• Exercise goal
Copy the listing from the line containing "of silhouetted person." through the line containing "[0,408,1368,520]", keeping every line, requests included, and add 50 to each bounding-box coordinate. Return only those lines.

>>>

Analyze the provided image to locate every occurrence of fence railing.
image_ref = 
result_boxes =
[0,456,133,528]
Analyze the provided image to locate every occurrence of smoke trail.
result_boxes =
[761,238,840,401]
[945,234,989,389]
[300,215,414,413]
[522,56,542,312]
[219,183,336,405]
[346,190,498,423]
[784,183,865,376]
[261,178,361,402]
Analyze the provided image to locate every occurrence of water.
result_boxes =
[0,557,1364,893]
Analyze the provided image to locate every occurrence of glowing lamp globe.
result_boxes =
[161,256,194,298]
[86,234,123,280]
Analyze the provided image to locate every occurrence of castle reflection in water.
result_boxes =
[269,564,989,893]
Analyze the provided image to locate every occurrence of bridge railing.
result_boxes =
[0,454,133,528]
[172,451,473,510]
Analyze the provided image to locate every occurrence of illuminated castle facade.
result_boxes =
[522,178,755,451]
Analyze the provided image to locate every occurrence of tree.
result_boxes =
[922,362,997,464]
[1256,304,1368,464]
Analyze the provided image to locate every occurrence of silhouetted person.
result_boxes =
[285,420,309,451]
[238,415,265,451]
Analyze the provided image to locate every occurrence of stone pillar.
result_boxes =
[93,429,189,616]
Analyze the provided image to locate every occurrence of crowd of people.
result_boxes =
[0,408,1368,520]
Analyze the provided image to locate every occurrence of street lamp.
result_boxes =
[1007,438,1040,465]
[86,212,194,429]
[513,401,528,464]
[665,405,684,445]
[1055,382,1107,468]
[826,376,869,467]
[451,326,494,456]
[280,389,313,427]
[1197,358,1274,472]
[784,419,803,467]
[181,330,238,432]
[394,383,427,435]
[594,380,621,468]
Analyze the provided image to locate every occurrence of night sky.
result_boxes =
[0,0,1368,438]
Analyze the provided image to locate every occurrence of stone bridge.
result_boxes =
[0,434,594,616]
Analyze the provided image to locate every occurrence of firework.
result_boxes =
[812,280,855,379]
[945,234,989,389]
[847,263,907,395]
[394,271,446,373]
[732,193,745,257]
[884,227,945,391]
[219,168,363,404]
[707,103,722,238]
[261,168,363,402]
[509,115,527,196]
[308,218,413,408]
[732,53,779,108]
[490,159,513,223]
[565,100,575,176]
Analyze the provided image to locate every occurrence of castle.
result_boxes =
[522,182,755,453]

<<<

• The result
Analyze the provided image to locate every occurrence of silhouetted person.
result_boxes =
[335,470,359,501]
[288,465,315,501]
Analyze the provided image to locate every occurrence of stone pillar.
result_boxes =
[143,479,239,666]
Analyze the provided image to locate every occurrence of crowd of people.
result_boxes =
[50,458,1418,570]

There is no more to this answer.